Texto -
Sequência de crises leva avicultura do céu ao inferno em pouco tempo
Setor passou por problemas internos, como a operação da PF, e externos, como taxação à carne.
Há três anos o Brasil vivia o auge da avicultura. A produção do setor superava 13 milhões de toneladas, e o país, o líder mundial em exportações, assumia a segunda posição na produção mundial, desbancando a China.
O Brasil iria, porém, do céu ao inferno em pouco tempo. Um dos poucos no mundo a não registrar problemas de sanidade animal, o que ocorreu com seus concorrentes diretos, o país viria a enfrentar vários problemas internos.
O próprio setor começava a colocar barreiras na caminhada de sucesso que vinha imprimindo nos anos recentes. Foram percalços que poderiam ser evitados.
Um dos primeiros tropeços foi em 2016, quando a safrinha, a principal safra de milho do país, quebrou em 25%. A oferta de milho no mercado nacional, que tinha sido de 97 milhões de toneladas em 2015, recuou para 80 milhões no ano seguinte.
Sem uma programação de estoques e contratos de compra, as empresas do setor foram obrigadas a pagar, em média, R$ 54 pela saca de milho em junho de 2016. Algumas, dependendo da região, chegaram a pagar R$ 70.
O resultado foi um rombo nos custos de produção. Um ano depois, a saca de milho recuava para R$ 26.
Ainda sem se recuperar da pressão dos custos do milho, as empresas do setor foram seriamente afetadas pela Operação Carne Fraca de 2017.
Como consequência, boa parte do mercado externo se fecharia ao produto brasileiro. Enquanto o mercado externo encurtava, o interno também diminuía, devido à recessão.
O setor ainda se recuperava dos baques anteriores quando veio a segunda fase da Operação Carne Fraca, que expunha práticas de produção nada confiáveis por parte de algumas empresas.
Em vista de sanções de países importadores, o governo impôs uma autossuspensão a alguns frigoríficos. Na sequência, foi a própria União Europeia, responsável pela compra de 10% de nossas exportações, que colocou barreiras ao produto brasileiro.
O resultado foi que a Tailândia, pela primeira vez, desbancou a liderança brasileira no bloco europeu, assumindo o posto de maior exportador para a União Europeia.
Tradicional exportador para o Oriente Médio, o país começou a ter problemas também com os importadores daquela região. A Arábia Saudita, que fica com 14% das exportações brasileiras, exigiu mudanças no sistema de abate.

Dados registrados -
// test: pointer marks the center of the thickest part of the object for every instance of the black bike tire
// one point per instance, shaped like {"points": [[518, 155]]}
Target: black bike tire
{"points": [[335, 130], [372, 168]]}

Objetivo 1 - Traduza para o inglês a seguinte frase do texto sobre a crise da avicultura: "Um ano depois, a saca de milho recuava para R$ 26."
Objetivo 2 - Por favor, prossiga com o texto sobre a crise da avicultura a partir do ponto em que ele termina.

Resposta escrita 1 - A year later, a sack of corn had dropped back to R$ 26.

Resposta escrita 2 -
Por uma questão religiosa, os árabes não querem que o frango receba um choque antes de ser abatido.
Os Emirados Árabes Unidos, que importam 7% da carne brasileira colocada no mercado externo, seguiram a Arábia Saudita.
As discussões ainda persistem e, provavelmente, vão trazer mais custos às empresas.
Ainda sem respirar dos problemas anteriores, o setor foi gravemente afetado pela paralisação dos caminhoneiros. Sem receber insumos para uma continuidade da produção, a avicultura viu suas operações serem totalmente interrompidas e a morte de pelo menos 70 milhões de aves.
O estrago foi tão grande que os efeitos da parada deverão continuar no ritmo de produção e nas finanças das empresas pelos próximos meses.
Quando o setor buscava saídas para os estragos provocados pelo ato dos caminhoneiros, recebeu a notícia da taxação da China de 18,8% a 38,4% sobre o frango brasileiro.
Dificuldades comerciais na União Europeia, no Oriente Médio e na China, principais regiões importadores do produto brasileiro, podem tornar este um dos piores anos para o setor.
Com relação às barreiras colocadas pelos importadores, o Brasil pouco pode fazer, a não ser negociar muito. Os deslizes internos na produção e na fiscalização, porém, poderiam ser evitados.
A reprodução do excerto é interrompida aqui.